[[ DATASET, beginning ]]
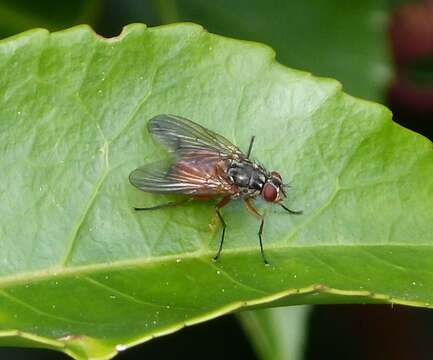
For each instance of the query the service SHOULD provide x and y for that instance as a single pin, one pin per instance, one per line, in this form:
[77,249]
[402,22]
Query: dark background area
[335,332]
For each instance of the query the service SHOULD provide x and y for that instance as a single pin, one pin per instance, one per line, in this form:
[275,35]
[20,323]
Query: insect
[207,165]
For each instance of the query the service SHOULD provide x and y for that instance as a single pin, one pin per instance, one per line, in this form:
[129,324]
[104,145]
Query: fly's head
[273,189]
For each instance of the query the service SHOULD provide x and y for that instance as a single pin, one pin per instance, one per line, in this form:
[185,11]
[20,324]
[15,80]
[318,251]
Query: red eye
[269,192]
[277,175]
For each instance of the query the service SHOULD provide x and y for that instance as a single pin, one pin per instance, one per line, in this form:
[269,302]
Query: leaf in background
[343,40]
[346,41]
[277,333]
[83,273]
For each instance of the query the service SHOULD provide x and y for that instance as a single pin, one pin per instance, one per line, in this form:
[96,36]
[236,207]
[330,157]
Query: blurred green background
[379,50]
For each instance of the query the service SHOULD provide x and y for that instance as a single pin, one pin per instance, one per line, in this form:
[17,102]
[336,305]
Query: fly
[206,165]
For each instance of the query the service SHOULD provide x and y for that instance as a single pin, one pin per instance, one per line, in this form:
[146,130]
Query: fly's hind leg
[250,147]
[254,211]
[165,205]
[224,201]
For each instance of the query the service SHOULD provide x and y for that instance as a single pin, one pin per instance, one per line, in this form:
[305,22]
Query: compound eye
[277,175]
[270,192]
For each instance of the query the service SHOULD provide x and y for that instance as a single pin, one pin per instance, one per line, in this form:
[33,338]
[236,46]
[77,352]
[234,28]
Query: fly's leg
[251,146]
[165,205]
[224,201]
[261,241]
[254,211]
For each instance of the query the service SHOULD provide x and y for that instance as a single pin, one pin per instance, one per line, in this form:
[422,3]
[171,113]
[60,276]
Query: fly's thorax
[246,175]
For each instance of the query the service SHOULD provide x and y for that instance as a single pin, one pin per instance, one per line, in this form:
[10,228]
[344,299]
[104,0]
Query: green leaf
[20,15]
[343,40]
[277,333]
[83,273]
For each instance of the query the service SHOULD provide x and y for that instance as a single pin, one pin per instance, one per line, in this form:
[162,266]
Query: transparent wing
[182,136]
[192,175]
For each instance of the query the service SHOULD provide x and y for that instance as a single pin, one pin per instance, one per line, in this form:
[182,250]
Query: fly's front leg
[224,201]
[165,205]
[254,211]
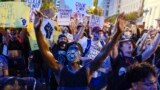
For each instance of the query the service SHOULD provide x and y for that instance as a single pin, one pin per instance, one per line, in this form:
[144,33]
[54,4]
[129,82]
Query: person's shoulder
[3,58]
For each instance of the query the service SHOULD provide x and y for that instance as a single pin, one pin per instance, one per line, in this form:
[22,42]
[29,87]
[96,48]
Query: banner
[35,4]
[96,21]
[48,12]
[80,9]
[32,37]
[14,14]
[47,28]
[64,16]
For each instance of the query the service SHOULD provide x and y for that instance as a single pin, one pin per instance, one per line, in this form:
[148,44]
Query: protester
[142,76]
[80,76]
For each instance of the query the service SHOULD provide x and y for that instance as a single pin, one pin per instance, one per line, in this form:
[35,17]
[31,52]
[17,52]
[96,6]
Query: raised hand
[38,20]
[121,22]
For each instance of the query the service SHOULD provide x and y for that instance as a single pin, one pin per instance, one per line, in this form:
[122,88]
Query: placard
[32,37]
[80,9]
[47,28]
[64,16]
[35,4]
[96,21]
[14,14]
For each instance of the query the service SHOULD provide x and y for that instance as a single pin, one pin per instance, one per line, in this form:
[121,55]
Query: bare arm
[47,55]
[147,53]
[97,62]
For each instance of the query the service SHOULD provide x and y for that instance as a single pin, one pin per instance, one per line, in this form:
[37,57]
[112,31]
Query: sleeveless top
[73,81]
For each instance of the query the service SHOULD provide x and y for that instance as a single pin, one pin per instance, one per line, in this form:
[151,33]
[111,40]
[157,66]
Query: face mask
[73,54]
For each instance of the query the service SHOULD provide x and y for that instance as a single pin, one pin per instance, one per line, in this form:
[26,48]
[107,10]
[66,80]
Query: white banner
[47,28]
[64,16]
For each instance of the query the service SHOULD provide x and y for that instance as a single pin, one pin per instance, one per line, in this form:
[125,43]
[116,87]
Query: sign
[93,52]
[96,21]
[35,4]
[14,14]
[47,28]
[32,37]
[48,12]
[64,16]
[80,9]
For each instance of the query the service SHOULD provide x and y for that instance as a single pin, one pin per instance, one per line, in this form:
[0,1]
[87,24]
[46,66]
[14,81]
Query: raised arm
[149,51]
[97,62]
[47,55]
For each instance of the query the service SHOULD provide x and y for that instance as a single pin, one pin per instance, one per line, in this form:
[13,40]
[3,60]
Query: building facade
[151,12]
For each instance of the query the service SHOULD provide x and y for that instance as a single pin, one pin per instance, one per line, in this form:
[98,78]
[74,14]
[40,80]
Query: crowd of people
[119,56]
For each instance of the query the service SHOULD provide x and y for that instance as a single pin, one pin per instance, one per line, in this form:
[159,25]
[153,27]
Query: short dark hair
[139,71]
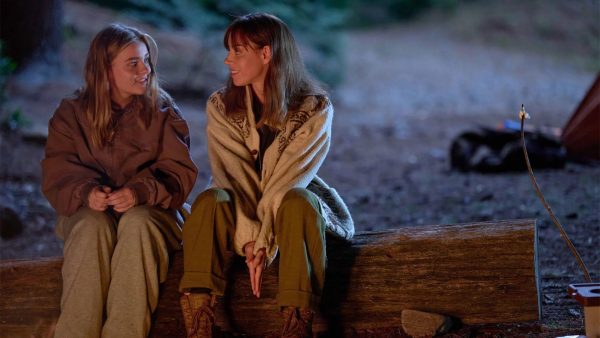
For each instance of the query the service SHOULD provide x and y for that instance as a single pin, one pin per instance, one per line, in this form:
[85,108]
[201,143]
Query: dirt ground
[408,91]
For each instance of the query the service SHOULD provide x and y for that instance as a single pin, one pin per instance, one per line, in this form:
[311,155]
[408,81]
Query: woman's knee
[299,199]
[211,197]
[87,225]
[298,204]
[138,219]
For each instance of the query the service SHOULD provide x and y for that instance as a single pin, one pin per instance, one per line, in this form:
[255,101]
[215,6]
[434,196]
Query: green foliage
[7,66]
[15,121]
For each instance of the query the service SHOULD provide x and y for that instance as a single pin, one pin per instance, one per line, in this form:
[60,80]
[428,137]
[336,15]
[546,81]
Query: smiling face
[248,64]
[129,73]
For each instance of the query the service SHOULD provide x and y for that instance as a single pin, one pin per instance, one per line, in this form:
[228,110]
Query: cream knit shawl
[291,161]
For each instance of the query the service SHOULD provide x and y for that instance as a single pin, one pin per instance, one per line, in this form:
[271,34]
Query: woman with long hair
[268,133]
[117,168]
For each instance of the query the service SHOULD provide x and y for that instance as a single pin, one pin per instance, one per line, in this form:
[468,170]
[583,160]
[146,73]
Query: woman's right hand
[256,265]
[98,198]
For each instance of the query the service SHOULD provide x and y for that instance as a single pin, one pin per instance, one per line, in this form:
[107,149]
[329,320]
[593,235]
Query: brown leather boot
[297,323]
[199,315]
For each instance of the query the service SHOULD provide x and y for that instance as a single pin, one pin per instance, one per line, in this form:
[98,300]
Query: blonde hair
[287,82]
[95,94]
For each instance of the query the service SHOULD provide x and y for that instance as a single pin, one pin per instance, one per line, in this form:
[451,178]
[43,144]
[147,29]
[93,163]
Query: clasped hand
[101,197]
[256,265]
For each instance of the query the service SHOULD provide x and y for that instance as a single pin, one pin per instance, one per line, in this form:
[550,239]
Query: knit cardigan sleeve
[232,167]
[302,148]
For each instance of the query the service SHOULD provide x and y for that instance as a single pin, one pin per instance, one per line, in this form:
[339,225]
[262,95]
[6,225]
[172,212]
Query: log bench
[478,273]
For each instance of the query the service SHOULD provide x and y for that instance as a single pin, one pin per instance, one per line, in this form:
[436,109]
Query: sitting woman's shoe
[297,322]
[199,314]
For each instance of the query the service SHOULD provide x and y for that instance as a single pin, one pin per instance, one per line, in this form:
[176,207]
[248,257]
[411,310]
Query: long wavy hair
[95,94]
[287,82]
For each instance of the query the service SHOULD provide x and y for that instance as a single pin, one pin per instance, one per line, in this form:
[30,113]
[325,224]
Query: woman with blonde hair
[117,168]
[268,133]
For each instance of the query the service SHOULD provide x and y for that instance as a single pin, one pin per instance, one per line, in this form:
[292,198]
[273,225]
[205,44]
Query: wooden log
[477,272]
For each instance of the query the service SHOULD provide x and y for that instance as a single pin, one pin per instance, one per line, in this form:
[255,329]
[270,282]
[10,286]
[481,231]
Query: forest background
[406,77]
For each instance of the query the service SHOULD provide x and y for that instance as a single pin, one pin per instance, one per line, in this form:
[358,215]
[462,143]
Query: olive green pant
[299,233]
[111,270]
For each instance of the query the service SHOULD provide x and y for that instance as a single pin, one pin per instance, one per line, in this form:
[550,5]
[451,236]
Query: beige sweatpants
[112,269]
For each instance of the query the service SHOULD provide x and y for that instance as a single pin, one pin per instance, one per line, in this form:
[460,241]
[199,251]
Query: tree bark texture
[477,273]
[31,31]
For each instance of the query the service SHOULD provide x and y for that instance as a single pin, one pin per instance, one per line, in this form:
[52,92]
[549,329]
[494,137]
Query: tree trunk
[478,273]
[31,31]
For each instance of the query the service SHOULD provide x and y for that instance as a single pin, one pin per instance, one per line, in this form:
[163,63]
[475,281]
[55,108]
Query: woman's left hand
[122,199]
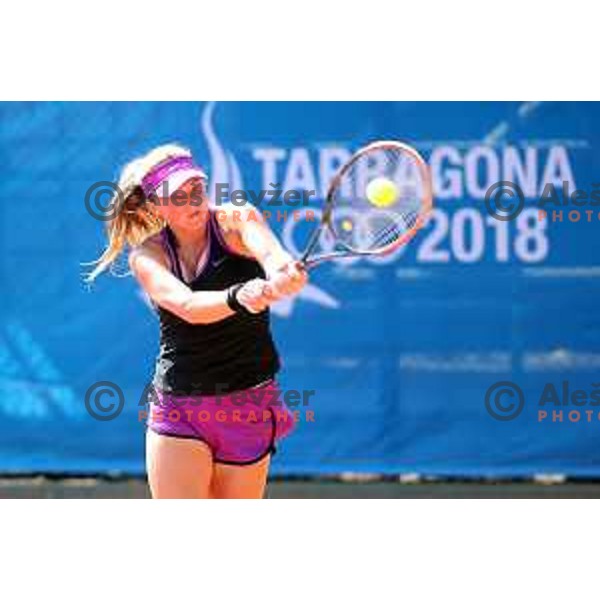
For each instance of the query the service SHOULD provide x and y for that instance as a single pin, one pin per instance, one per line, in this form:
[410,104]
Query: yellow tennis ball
[382,192]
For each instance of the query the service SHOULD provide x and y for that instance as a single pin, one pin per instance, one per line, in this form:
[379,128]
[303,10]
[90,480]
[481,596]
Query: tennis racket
[375,203]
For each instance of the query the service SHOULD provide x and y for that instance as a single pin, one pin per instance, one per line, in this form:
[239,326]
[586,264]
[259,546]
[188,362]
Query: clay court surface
[43,487]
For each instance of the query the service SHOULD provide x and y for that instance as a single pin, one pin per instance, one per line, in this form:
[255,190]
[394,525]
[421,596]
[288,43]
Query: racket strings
[375,226]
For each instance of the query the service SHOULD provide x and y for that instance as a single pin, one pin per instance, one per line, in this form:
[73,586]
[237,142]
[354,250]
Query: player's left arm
[259,240]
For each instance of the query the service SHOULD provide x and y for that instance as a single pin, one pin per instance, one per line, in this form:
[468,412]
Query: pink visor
[174,171]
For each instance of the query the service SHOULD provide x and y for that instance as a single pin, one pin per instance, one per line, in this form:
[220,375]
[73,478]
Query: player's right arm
[151,269]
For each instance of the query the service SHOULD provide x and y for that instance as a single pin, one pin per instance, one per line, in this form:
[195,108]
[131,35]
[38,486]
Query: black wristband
[233,302]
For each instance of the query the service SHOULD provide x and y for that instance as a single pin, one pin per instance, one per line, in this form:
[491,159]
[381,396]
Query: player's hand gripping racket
[375,203]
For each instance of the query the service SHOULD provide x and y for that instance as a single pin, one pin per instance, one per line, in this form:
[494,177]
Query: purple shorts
[240,428]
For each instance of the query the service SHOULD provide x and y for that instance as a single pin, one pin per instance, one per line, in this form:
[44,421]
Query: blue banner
[440,359]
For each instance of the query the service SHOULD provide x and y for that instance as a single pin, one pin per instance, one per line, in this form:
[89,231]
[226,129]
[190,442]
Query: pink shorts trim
[240,428]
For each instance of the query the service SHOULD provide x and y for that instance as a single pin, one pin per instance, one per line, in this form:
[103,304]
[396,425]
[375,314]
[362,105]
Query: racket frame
[326,221]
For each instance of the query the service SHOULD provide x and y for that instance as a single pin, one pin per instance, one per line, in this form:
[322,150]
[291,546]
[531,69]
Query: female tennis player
[214,413]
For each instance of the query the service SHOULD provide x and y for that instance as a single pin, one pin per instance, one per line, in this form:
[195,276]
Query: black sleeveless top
[233,354]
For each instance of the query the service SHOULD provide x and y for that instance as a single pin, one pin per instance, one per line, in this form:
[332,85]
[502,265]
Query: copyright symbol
[98,200]
[503,409]
[504,200]
[104,410]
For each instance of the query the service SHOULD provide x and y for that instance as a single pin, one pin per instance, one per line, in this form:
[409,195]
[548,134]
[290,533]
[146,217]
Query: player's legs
[177,467]
[247,481]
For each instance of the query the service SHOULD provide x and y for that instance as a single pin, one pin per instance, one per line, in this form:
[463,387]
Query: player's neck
[[ DATASET, end ]]
The required output is the exact run of lines from the one with "Query: pink shorts trim" through the final line of the entries.

SOLUTION TO THIS EXERCISE:
Query: pink shorts trim
[240,428]
For each instance of the query the service SHOULD provide x and y for that instance as a single pin, one pin per instance, one per line, in this form:
[103,304]
[396,425]
[375,314]
[362,105]
Query: racket frame
[326,221]
For each instance of the query the service SHOULD provide x and y for that instance as a single pin, one pin per instance, one per line, in this form:
[322,150]
[291,546]
[531,69]
Query: female tennis player
[214,413]
For each instance of the query the service SHOULD provide x and y for that instance as a single pin, one pin per instance, one per line, in this form:
[195,276]
Query: black sleeveless top
[233,354]
For each instance of the query the service SHOULD provide x and y for that instance as a single pin, one pin per instance, one per line, in this form:
[332,85]
[502,265]
Query: copyright symbol
[98,200]
[503,409]
[504,200]
[104,410]
For each instance of the query the service SHOULD provide x and y for that instance as a single pin, one pin per instance, one per line, in this form:
[409,195]
[548,134]
[290,533]
[146,217]
Query: player's legs
[177,467]
[247,481]
For each instance of the query the service SHOULD provide x and y for that instance as a single pin, one pin per instance, one per line, in this form:
[463,387]
Query: player's neck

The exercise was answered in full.